- Assigned task -
Reproduce the material that follows, please, but only from its first line to the line containing "TARGET = stone column", inclusive.

- Given records -
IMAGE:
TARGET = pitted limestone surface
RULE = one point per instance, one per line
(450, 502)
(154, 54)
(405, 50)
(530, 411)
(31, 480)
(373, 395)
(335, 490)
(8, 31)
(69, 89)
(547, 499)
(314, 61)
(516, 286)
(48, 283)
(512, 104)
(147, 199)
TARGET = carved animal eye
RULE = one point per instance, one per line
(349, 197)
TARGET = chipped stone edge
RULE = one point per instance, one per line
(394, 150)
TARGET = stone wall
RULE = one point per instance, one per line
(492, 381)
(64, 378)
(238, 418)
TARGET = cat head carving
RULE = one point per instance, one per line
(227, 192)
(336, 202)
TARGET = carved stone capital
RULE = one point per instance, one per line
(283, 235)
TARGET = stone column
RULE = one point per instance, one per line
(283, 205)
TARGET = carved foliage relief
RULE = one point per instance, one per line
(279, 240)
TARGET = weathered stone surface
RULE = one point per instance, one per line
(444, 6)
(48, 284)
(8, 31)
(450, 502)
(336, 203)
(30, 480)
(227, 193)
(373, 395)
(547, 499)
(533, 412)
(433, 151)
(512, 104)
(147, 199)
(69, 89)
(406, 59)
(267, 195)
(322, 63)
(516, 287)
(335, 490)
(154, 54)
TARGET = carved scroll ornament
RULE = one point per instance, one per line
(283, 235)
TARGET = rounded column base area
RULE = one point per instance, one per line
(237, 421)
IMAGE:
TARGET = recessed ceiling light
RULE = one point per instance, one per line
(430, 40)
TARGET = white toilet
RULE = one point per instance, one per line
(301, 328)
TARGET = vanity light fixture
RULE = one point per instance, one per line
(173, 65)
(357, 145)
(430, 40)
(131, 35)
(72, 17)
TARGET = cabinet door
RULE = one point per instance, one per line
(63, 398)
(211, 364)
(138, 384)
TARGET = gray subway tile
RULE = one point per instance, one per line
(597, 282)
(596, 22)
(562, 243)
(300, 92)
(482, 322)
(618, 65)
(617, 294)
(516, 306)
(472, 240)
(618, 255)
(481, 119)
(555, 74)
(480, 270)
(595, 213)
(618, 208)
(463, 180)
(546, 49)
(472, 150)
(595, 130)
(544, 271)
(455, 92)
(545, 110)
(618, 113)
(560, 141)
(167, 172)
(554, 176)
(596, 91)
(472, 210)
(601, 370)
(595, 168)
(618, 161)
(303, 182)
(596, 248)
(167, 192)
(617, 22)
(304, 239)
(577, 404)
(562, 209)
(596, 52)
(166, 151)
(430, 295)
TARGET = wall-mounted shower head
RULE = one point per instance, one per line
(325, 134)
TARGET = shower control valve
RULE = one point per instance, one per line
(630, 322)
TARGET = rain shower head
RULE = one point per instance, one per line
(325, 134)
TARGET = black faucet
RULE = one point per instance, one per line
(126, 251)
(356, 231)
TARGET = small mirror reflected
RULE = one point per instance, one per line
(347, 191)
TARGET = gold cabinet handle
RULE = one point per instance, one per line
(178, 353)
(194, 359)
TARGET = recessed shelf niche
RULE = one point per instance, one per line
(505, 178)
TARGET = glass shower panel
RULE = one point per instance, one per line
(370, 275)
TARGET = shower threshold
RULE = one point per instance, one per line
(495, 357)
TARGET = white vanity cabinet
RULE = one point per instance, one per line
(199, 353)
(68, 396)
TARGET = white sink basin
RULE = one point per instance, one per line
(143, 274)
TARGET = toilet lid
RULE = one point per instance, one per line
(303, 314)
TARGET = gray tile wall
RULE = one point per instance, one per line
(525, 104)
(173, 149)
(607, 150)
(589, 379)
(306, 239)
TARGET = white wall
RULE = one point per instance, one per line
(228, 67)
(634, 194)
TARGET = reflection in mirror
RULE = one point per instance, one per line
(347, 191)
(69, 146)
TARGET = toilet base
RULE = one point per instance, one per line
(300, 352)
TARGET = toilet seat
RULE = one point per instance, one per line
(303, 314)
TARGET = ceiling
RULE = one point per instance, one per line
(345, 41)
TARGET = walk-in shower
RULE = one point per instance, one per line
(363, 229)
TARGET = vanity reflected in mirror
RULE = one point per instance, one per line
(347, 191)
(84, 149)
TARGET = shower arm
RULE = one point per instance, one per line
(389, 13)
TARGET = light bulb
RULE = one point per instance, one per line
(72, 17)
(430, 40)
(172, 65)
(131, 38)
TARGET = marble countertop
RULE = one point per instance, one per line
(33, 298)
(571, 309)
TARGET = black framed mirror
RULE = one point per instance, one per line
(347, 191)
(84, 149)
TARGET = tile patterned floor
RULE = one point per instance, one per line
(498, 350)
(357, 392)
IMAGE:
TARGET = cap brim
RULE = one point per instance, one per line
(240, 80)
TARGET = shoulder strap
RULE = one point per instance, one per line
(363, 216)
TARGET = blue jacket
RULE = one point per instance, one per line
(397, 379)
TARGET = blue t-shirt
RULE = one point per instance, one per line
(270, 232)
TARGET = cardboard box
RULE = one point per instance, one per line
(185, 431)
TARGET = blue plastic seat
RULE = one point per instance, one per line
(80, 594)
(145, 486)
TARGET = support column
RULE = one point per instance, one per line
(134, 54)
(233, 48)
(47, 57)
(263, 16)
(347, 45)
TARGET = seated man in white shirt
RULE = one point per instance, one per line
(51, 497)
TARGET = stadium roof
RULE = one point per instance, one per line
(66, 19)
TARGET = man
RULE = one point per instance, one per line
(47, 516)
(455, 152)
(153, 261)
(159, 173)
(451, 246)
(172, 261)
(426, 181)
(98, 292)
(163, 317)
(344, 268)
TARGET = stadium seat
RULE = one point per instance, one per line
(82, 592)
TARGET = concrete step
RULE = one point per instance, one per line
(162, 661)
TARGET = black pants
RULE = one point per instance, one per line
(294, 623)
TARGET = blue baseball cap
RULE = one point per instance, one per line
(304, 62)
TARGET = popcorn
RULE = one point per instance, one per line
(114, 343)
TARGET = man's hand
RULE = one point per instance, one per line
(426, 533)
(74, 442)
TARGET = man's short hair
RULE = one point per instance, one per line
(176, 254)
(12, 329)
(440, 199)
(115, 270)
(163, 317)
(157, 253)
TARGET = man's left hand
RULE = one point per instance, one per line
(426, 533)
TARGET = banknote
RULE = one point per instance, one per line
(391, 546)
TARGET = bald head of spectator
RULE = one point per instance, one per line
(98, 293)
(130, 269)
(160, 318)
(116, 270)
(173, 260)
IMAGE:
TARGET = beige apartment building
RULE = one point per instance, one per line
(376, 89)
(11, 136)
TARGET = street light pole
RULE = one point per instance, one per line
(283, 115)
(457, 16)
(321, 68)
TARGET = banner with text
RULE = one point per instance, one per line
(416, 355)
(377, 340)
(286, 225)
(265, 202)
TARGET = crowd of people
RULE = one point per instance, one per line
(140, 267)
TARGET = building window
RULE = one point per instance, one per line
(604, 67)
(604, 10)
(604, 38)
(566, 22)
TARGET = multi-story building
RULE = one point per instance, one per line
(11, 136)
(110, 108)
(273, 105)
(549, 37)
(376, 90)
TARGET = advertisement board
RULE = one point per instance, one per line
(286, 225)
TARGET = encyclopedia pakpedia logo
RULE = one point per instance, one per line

- Expected answer -
IMAGE:
TARGET = pitted limestone surface
RULE = one point per instance, one per line
(450, 502)
(154, 54)
(405, 50)
(530, 411)
(31, 480)
(373, 395)
(335, 490)
(8, 31)
(69, 89)
(547, 499)
(314, 61)
(516, 286)
(48, 283)
(512, 104)
(147, 199)
TARGET = carved animal eye
RULE = one point per instance, one per line
(349, 197)
TARGET = chipped stone edge
RULE = one point per instance, one per line
(394, 150)
TARGET = stone wall
RULE = one point per instance, one per line
(492, 381)
(64, 378)
(238, 418)
TARGET = cat head carving
RULE = one point per instance, one per line
(227, 192)
(336, 202)
TARGET = carved stone capital
RULE = one point per instance, one per line
(283, 235)
TARGET = stone column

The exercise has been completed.